__Brief__: For the material below, output exactly the span from the line with "Scan for watch face in the image above." to the line with "Scan for flag red stripe in the image above.", including both, and nothing besides.
::::::
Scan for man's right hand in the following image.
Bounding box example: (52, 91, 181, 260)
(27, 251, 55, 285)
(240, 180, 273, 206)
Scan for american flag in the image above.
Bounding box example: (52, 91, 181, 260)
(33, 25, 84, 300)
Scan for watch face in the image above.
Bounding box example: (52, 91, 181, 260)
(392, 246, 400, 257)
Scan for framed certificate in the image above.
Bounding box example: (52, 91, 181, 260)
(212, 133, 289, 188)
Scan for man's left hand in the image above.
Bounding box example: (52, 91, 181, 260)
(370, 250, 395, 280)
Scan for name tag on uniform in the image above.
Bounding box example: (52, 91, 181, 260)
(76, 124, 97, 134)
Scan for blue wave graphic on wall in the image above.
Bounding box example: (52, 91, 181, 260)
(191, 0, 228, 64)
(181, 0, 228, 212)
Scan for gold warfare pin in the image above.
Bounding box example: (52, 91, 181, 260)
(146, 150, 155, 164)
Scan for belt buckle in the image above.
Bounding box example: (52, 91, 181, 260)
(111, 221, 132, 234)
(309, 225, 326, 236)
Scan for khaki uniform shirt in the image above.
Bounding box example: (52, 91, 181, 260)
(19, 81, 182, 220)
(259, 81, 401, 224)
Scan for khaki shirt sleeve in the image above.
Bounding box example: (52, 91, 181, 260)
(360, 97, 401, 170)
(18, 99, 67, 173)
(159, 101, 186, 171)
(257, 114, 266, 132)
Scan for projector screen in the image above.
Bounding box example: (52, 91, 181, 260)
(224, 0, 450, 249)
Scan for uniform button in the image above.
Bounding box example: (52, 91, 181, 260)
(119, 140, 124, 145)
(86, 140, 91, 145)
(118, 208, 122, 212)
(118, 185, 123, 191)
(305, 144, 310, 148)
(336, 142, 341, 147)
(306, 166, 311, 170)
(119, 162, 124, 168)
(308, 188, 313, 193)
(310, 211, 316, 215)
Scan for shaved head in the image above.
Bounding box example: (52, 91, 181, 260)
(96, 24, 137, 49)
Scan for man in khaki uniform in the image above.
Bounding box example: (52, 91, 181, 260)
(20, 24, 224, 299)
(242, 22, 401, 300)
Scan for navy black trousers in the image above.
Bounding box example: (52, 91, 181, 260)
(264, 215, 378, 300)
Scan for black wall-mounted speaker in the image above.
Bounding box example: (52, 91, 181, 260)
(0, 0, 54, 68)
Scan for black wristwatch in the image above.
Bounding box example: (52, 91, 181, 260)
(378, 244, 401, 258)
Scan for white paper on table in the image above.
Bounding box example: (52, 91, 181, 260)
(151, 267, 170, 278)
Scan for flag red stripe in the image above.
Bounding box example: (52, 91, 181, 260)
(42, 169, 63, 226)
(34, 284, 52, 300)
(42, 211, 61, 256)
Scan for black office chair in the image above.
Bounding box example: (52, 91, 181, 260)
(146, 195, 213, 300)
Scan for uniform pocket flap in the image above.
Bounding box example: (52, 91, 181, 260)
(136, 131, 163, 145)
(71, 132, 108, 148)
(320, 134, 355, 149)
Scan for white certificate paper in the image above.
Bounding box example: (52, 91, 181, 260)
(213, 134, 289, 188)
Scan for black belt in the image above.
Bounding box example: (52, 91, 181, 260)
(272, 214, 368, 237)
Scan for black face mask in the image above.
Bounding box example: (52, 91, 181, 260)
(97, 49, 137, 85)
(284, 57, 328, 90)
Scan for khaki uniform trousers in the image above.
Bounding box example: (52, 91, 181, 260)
::::::
__Answer__:
Scan for watch face in the image above.
Bounding box example: (52, 91, 181, 260)
(392, 246, 400, 257)
Scan for framed certificate in the image above.
Bounding box example: (52, 91, 181, 260)
(212, 133, 289, 188)
Scan for man's left hand in the image above.
Bounding box example: (52, 91, 181, 260)
(370, 250, 395, 280)
Scan for name tag on uniform in the image above.
Bounding box example: (52, 91, 181, 260)
(76, 124, 97, 134)
Scan for blue wave graphic on wall in the image above.
Bounding box example: (52, 91, 181, 260)
(191, 0, 228, 64)
(181, 0, 228, 212)
Scan for gold warfare pin in the image above.
Bounding box example: (52, 91, 181, 260)
(146, 150, 155, 164)
Scan for belt buckle in the image above.
Bounding box example: (52, 91, 181, 260)
(111, 221, 132, 234)
(309, 225, 326, 236)
Scan for khaki uniform shirt in the image above.
Bounding box example: (52, 91, 181, 260)
(19, 81, 182, 220)
(259, 81, 401, 224)
Scan for khaki shirt sleeve in the image above.
Bounding box example: (52, 91, 181, 260)
(360, 97, 401, 170)
(18, 99, 67, 173)
(159, 101, 186, 171)
(257, 114, 266, 132)
Scan for projector screen in the image above.
Bounding box example: (52, 91, 181, 260)
(224, 0, 450, 249)
Scan for uniform button in the image above.
Bounding box example: (52, 91, 181, 260)
(119, 140, 124, 145)
(86, 140, 91, 145)
(118, 208, 122, 212)
(118, 185, 123, 191)
(305, 144, 310, 148)
(336, 142, 341, 147)
(306, 166, 311, 170)
(119, 162, 124, 168)
(308, 188, 313, 193)
(310, 211, 316, 215)
Scan for shaved head in the image above.
Bounding box example: (52, 91, 181, 260)
(96, 24, 137, 49)
Scan for man in khaki uniform in the image above.
Bounding box example: (52, 91, 181, 260)
(20, 24, 224, 299)
(242, 22, 401, 300)
Scan for navy black trousers in the image above.
Bounding box example: (52, 91, 181, 260)
(264, 215, 378, 300)
Scan for black wall-mounted speaker in the image above.
Bounding box example: (52, 91, 181, 260)
(0, 0, 54, 68)
Scan for black wristwatch in the image above.
Bounding box example: (52, 91, 181, 260)
(378, 244, 401, 258)
Scan for white paper on table in the image above.
Bounding box example: (52, 91, 181, 260)
(151, 267, 170, 278)
Scan for flag red stripe in the image above.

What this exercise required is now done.